# WORK REQUIRED
Could you reproduce the lines below from the one with "positive clicks: (355, 240)" through the one with "negative clicks: (35, 120)"? Keep both ends and add nothing.

# MATERIAL SHOWN
↓

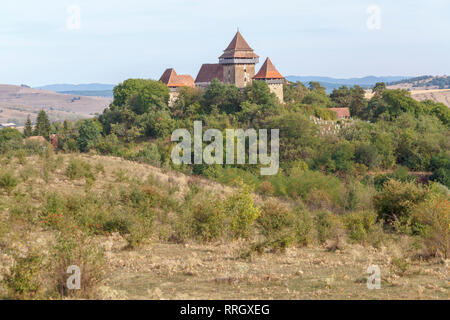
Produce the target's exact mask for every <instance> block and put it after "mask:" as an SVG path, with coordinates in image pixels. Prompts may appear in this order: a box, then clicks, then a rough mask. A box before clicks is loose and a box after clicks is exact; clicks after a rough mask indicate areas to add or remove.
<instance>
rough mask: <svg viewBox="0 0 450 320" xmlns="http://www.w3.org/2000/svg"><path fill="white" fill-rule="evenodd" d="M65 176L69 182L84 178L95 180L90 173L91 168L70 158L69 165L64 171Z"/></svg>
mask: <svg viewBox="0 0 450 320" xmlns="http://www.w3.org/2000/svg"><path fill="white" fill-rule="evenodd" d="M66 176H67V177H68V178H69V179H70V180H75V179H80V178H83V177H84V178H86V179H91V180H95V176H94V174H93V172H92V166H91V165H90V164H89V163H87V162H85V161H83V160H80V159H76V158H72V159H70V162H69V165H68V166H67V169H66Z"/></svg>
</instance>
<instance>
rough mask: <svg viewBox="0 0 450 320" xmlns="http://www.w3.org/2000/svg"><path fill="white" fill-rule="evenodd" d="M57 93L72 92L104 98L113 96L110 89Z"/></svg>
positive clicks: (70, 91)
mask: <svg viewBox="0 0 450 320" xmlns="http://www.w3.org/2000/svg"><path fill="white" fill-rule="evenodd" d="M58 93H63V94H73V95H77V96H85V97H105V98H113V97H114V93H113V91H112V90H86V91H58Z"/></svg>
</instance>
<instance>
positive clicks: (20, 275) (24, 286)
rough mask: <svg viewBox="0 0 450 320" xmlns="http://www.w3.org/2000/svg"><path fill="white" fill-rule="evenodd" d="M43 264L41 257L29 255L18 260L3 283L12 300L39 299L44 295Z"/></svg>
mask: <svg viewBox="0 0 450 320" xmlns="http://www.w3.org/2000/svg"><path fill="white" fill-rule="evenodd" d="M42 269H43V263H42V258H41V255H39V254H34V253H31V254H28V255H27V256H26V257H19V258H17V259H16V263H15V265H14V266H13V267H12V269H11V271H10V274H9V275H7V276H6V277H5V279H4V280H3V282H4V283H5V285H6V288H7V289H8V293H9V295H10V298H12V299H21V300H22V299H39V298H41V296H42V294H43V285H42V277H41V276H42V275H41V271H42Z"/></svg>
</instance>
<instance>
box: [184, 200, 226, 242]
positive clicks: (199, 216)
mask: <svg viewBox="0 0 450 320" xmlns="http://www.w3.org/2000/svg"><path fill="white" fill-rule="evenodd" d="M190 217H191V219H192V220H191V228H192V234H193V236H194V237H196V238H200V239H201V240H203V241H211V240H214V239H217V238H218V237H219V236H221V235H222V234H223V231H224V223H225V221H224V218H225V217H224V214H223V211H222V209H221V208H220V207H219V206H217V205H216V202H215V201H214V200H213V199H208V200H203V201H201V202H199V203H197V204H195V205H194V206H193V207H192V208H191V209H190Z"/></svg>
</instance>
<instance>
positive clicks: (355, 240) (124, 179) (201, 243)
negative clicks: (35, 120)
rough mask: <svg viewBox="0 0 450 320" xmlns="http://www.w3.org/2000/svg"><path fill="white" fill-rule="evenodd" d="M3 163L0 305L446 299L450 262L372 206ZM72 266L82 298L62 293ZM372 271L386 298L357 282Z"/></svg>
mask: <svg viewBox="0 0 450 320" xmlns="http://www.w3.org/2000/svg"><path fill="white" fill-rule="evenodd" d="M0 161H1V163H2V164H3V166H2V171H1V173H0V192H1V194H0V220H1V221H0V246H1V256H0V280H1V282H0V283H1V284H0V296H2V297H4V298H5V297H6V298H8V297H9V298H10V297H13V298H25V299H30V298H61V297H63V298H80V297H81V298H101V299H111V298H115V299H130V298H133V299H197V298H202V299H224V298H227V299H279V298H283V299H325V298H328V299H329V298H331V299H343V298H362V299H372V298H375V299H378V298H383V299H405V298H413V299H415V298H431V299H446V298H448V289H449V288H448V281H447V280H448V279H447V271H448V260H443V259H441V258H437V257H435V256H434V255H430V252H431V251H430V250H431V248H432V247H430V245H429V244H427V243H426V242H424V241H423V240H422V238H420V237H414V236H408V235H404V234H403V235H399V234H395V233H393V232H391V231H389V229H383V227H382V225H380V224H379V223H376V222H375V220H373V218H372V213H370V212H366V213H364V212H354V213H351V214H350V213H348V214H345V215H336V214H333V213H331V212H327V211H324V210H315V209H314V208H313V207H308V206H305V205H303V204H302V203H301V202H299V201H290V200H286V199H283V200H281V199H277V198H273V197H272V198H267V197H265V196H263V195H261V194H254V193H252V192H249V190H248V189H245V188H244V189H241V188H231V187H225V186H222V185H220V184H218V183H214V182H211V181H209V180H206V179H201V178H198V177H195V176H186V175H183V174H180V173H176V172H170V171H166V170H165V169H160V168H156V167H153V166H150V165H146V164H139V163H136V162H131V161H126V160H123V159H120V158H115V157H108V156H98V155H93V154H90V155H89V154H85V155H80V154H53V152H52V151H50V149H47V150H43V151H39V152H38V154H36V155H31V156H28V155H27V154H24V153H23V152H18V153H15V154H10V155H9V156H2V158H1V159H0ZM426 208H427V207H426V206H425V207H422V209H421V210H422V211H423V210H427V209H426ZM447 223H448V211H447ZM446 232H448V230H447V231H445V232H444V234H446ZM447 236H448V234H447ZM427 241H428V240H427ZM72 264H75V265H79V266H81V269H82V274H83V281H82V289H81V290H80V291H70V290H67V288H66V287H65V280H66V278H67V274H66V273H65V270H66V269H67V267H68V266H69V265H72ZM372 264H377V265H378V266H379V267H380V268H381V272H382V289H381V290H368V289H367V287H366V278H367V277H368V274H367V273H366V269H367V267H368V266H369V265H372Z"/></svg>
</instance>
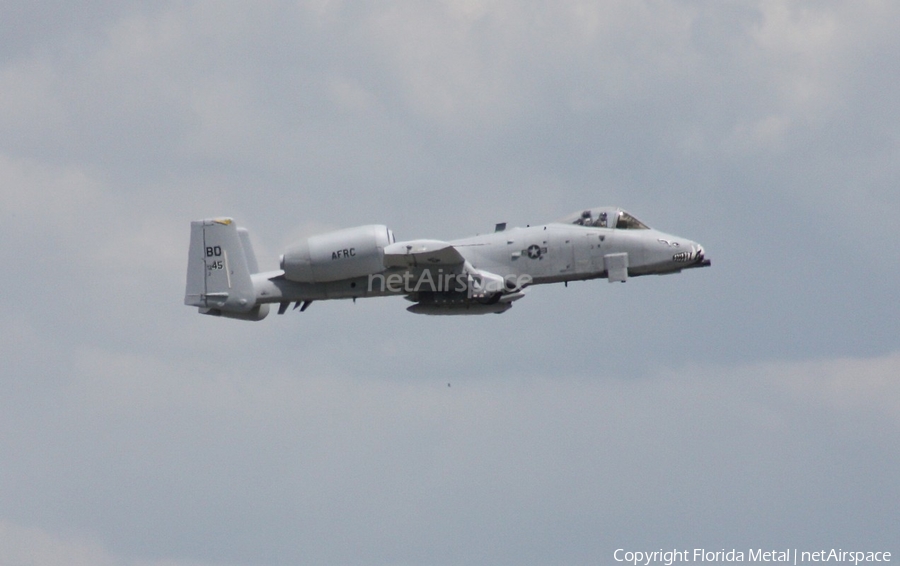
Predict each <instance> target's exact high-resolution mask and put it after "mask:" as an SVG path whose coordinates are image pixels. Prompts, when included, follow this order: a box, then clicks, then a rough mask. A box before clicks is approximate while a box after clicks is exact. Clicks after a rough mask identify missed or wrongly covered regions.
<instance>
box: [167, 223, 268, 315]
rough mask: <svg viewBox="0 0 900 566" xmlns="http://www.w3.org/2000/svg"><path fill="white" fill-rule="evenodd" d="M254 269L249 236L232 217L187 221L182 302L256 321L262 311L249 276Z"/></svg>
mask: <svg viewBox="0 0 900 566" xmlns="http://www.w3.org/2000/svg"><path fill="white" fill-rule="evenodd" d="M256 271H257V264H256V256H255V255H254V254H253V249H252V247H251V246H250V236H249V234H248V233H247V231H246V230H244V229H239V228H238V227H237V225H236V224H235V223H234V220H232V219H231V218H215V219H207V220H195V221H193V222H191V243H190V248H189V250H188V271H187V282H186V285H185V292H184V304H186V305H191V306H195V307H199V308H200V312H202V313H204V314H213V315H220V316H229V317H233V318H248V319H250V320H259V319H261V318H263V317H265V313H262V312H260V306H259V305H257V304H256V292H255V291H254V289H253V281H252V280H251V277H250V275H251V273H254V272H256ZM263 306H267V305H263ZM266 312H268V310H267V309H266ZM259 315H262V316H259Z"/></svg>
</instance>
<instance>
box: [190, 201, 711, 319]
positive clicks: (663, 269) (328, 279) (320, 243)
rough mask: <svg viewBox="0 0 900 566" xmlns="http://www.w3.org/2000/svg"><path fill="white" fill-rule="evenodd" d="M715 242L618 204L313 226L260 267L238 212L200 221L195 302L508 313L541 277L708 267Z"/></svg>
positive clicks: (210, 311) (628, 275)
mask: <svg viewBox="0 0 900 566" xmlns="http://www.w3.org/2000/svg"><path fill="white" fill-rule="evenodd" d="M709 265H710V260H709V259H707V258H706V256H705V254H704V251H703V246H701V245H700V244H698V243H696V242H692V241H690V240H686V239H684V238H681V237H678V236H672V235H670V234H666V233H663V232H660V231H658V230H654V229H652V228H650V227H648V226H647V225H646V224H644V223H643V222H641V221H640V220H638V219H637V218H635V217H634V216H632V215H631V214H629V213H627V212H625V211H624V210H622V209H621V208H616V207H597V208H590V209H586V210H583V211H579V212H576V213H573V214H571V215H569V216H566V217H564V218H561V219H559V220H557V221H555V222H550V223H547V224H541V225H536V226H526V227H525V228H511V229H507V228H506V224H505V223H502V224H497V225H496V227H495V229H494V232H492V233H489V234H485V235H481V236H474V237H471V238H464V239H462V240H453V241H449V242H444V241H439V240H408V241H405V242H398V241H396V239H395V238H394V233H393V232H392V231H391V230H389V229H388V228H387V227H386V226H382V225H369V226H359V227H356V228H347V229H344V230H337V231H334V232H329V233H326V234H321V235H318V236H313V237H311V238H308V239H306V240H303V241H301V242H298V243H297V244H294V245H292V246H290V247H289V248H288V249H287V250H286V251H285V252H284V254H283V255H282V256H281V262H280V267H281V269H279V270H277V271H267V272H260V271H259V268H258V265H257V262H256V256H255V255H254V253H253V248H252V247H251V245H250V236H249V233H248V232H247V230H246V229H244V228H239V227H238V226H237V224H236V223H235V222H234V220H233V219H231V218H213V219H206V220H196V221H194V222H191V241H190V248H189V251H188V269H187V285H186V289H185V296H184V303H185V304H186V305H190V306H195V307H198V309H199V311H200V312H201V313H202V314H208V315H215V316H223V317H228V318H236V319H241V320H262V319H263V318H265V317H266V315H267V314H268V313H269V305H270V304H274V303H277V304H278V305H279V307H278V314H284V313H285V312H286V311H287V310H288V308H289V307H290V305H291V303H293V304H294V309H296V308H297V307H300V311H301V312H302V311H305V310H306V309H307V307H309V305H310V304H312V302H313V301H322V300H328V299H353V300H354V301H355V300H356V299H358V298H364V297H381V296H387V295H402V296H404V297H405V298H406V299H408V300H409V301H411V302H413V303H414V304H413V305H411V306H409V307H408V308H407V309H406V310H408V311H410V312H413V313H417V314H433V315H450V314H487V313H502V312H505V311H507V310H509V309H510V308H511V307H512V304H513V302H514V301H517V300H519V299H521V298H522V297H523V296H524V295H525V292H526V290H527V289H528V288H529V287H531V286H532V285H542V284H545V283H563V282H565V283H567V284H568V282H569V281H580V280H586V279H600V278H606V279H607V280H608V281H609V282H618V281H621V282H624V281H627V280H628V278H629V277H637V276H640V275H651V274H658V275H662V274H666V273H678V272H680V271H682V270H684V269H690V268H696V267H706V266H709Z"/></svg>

↑

# SOLUTION TO THE PROBLEM
positive clicks: (355, 240) (124, 179) (201, 243)
negative clicks: (35, 120)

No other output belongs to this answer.